- **WHAT THIS EXERCISE ASKS**:
a. In the text-preprocessing tutorial, which two libraries provide the pre-trained language models that PoS tagging relies on?
b. Duplicate a passage from the text-preprocessing tutorial. Begin at the words "# remove punctuation" and stop after "NLP (45 minutes).".
c. Write the next part of the text-preprocessing tutorial, picking up right after its final line.

- **TEXT SHOWN**:
┏━━

Now let’s use those lists to remove stopwords from our sample dataset. Note that here you can already see why we needed to tokenize the data.

cleaned_words = [word for word in words if word not in english_stop_words]
cleaned_words

['Now',
 'one',
 'cycle',
 'take',
 '25',
 '%',
 'less',
 'time',
 'go',
 'auto',
 'dry',
 'cycle',
 '.']

Stemming and Lemmatization¶

The following two methods go even further in removing unnecessary information from the text data. Both of those methods extract a smaller part of the words, which is containing the same information. The difference is that stemming just extracts the stem, while not making sure that this is a correct word in the language, but lemmatization does. Let’s try them out:

stemmer = PorterStemmer()
stemmed_words = [stemmer.stem(word) for word in cleaned_words]
stemmed_words

['now',
 'one',
 'cycl',
 'take',
 '25',
 '%',
 'less',
 'time',
 'go',
 'auto',
 'dri',
 'cycl',
 '.']

lemmatizer = WordNetLemmatizer()
lemmatized_words = [lemmatizer.lemmatize(word) for word in cleaned_words]
lemmatized_words

['Now',
 'one',
 'cycle',
 'take',
 '25',
 '%',
 'le',
 'time',
 'go',
 'auto',
 'dry',
 'cycle',
 '.']

# remove punctuation
final_processed_words = [word for word in lemmatized_words if word.isalpha()]
final_processed_words

['Now', 'one', 'cycle', 'take', 'le', 'time', 'go', 'auto', 'dry', 'cycle']

Blended learning

Read about the original stemming algorithm - the Porter Stemming algorithm (1 hour).

Blended learning

Go through the stemming and lemmatization tutorial from Stanford NLP (45 minutes).

Part of Speech (PoS) Tagging¶

This method can be used for text processing, but is much more powerful than the ones that we have covered so far. It can even be used as a result of an NLP project on its own. Part of speech tagging allows us to group the words in the data into the major linguistic categories. Those groupings can be then used for example to further trim and clean the data. But you could also go a step further and let’s say try to extract the names of a products in a dataset, and even use that information to build a separate classifier.

PoS tagging is more advanced than the other methods, and relies on pre-trained language models, which are accessible both in nltk and spaCy (which we will have a look at later). Those models are built on large corpora of text. We can try the default tagger from nltk and see how that works.

tagger = DefaultTagger("NN")
tagger.tag(words)

┗━━

- **PROVIDED DATA**:
┏━━

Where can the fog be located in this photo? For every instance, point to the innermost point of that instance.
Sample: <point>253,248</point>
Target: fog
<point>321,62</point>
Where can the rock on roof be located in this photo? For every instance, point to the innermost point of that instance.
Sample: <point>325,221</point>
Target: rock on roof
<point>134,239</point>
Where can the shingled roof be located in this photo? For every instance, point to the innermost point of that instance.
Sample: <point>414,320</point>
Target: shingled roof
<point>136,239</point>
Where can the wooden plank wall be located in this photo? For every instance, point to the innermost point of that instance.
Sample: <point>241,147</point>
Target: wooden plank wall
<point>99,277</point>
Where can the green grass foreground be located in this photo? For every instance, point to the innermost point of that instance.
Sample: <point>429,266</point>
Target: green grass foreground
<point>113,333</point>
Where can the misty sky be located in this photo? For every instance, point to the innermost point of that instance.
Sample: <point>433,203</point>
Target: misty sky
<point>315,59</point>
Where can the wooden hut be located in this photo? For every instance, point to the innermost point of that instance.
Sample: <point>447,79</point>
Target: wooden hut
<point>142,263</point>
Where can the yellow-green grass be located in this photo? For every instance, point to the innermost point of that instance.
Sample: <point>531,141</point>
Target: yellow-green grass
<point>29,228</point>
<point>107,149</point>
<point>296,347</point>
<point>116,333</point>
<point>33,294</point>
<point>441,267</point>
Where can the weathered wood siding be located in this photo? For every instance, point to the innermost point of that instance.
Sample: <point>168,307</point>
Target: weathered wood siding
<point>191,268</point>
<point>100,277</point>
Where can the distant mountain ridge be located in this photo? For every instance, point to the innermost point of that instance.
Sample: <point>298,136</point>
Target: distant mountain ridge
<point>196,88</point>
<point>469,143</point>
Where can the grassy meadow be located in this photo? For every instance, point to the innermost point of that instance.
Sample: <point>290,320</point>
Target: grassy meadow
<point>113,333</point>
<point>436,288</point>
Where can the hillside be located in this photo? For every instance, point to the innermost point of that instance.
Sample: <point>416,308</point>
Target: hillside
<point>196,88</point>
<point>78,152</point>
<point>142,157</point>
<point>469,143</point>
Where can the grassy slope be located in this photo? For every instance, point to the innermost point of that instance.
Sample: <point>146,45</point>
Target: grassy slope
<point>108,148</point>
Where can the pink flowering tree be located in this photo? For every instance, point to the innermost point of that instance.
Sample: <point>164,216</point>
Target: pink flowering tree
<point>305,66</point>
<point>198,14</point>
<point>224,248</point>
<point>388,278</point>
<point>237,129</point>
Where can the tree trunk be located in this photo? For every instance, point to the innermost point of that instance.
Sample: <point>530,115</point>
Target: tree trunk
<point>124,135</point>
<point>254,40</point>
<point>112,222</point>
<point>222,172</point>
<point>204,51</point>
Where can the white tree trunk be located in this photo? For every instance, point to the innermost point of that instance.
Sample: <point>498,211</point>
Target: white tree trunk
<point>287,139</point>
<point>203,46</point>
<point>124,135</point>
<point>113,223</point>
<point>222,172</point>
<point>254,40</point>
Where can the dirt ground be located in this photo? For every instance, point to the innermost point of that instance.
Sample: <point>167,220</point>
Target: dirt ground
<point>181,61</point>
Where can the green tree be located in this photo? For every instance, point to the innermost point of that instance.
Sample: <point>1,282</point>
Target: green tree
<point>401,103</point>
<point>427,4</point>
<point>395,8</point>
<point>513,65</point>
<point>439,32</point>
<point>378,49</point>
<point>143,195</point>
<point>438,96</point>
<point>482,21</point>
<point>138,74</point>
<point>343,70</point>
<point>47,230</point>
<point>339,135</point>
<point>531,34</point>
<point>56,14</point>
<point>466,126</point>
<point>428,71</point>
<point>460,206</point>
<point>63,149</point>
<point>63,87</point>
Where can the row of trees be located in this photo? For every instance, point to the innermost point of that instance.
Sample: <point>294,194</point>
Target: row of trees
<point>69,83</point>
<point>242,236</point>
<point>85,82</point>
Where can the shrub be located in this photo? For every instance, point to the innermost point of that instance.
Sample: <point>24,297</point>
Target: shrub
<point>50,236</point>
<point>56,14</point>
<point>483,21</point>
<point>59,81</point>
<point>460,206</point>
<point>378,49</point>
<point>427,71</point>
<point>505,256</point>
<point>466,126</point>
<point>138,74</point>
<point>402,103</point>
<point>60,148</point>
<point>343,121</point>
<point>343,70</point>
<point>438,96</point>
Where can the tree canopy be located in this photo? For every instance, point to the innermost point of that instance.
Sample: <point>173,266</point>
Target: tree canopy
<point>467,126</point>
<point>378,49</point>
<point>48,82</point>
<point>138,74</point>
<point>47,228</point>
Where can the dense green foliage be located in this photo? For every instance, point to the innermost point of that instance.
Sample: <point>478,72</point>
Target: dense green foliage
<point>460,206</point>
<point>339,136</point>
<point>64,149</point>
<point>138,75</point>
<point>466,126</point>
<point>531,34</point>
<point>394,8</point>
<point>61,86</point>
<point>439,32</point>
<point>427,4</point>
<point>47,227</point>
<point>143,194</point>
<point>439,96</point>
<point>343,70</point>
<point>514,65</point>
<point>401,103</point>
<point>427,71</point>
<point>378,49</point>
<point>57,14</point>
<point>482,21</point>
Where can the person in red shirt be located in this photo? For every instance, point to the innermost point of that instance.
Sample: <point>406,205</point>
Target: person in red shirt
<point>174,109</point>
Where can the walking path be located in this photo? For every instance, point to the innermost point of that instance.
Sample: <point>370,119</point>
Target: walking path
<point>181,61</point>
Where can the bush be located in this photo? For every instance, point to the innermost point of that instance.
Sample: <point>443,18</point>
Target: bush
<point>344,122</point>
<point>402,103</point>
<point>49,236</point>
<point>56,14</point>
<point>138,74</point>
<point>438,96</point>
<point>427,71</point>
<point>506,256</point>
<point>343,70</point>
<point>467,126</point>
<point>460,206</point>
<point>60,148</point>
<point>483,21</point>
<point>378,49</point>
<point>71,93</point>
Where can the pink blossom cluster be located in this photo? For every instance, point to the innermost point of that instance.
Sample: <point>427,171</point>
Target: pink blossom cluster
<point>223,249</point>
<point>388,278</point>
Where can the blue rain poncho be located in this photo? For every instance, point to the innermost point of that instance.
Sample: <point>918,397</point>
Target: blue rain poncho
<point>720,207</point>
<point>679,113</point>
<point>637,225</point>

┗━━
┏━━

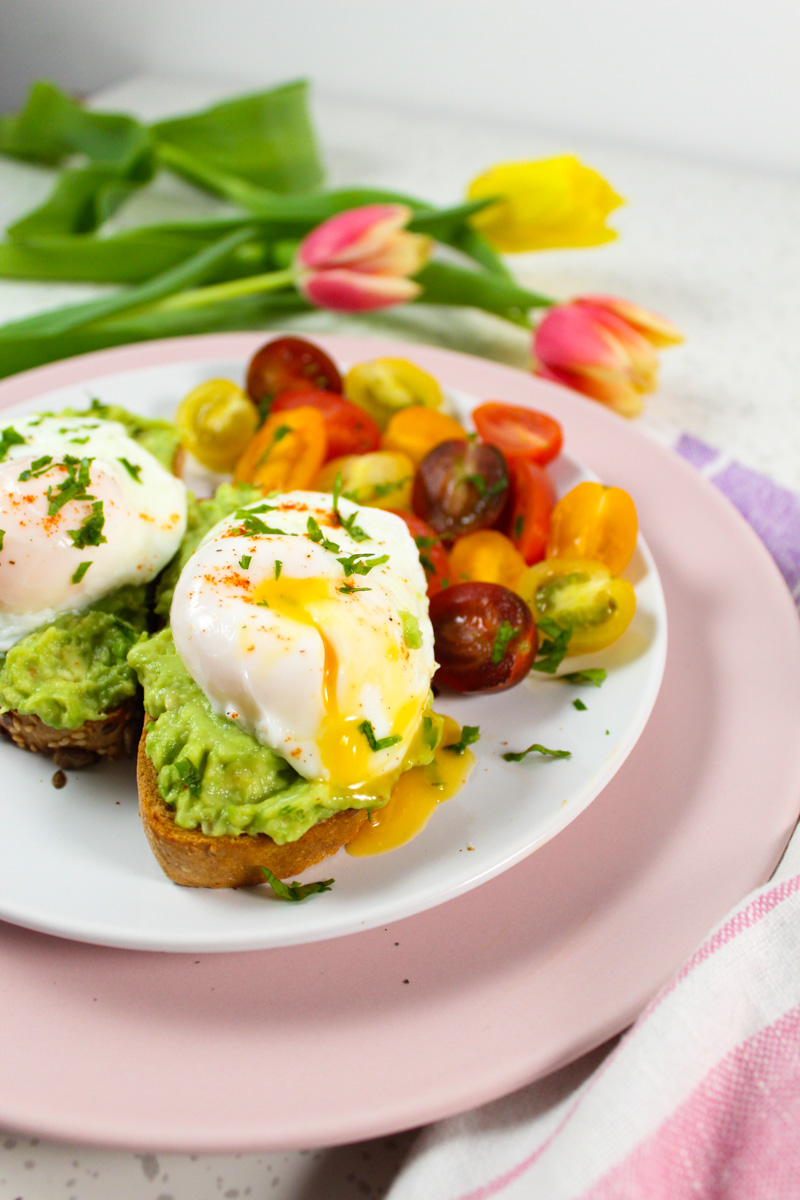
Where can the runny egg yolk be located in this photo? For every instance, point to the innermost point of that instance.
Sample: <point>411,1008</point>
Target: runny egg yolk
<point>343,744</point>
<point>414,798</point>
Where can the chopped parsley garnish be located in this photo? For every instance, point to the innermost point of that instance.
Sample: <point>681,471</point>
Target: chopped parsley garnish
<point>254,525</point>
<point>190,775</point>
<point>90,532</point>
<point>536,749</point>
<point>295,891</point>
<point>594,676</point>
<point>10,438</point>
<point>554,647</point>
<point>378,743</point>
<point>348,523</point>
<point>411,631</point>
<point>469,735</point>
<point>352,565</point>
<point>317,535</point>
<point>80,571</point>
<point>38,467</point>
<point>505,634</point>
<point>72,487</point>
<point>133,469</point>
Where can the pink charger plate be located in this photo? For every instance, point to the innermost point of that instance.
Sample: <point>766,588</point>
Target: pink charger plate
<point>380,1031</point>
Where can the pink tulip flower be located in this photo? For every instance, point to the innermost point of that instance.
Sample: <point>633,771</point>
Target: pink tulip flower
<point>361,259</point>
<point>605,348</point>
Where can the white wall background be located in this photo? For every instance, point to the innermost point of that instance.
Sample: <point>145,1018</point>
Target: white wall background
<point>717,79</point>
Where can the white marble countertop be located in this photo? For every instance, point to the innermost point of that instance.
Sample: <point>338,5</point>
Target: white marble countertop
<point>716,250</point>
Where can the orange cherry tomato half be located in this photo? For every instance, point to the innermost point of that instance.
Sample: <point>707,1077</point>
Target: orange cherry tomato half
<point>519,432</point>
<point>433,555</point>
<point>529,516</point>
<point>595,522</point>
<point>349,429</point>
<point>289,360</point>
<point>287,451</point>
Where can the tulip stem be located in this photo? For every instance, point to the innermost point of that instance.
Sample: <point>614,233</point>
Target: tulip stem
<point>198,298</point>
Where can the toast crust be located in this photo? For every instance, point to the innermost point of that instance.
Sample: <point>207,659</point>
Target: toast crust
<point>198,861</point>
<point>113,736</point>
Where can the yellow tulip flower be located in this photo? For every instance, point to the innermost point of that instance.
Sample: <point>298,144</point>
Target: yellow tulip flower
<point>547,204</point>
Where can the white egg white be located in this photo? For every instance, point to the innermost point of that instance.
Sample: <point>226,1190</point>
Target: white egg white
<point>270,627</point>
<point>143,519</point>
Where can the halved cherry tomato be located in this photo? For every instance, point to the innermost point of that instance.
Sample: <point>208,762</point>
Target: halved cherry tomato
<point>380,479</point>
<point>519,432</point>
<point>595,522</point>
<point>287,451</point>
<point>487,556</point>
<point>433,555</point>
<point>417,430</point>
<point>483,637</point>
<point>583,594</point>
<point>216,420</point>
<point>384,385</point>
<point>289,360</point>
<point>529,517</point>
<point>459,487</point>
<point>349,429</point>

┗━━

- **THE REPLIES**:
a. nltk and spaCy

b.
# remove punctuation
final_processed_words = [word for word in lemmatized_words if word.isalpha()]
final_processed_words

['Now', 'one', 'cycle', 'take', 'le', 'time', 'go', 'auto', 'dry', 'cycle']

Blended learning

Read about the original stemming algorithm - the Porter Stemming algorithm (1 hour).

Blended learning

Go through the stemming and lemmatization tutorial from Stanford NLP (45 minutes).

c.
[('Now', 'NN'),
 ('it', 'NN'),
 ('does', 'NN'),
 ('it', 'NN'),
 ('in', 'NN'),
 ('one', 'NN'),
 ('cycle', 'NN'),
 ('and', 'NN'),
 ('take', 'NN'),
 ('about', 'NN'),
 ('25', 'NN'),
 ('%', 'NN'),
 ('less', 'NN'),
 ('time', 'NN'),
 ('to', 'NN'),
 ('go', 'NN'),
 ('through', 'NN'),
 ('the', 'NN'),
 ('auto', 'NN'),
 ('dry', 'NN'),
 ('cycle', 'NN'),
 ('.', 'NN')]

Bringing it all together¶

Now that we have covered the most important parts of a text processing pipeline, it is important to create a so called “master function”, that contains all of those together. What we have written so far works just on one tweet, and this would help us organize our code better and scale it for the whole dataset. Moreover, if we were to deploy the processing step as a part of an API, this would also be necessary (more on this you can learn in the Data Engineering module).

def process_text(text_input):
    """
    """
    # we skip the sentence split, since for this example we don't need that information
    words = nltk.word_tokenize(text_input)
    words = [word.lower() for word in words if word not in english_stop_words]
    words =[stemmer.stem(word) for word in words]
    words = [lemmatizer.lemmatize(word) for word in words]
    words = [word for word in words if word.isalpha()]

    return ' '.join(words)

Exercise

Replicate the complete NLTK pipeline in spaCy, by creating a master function (2 hours).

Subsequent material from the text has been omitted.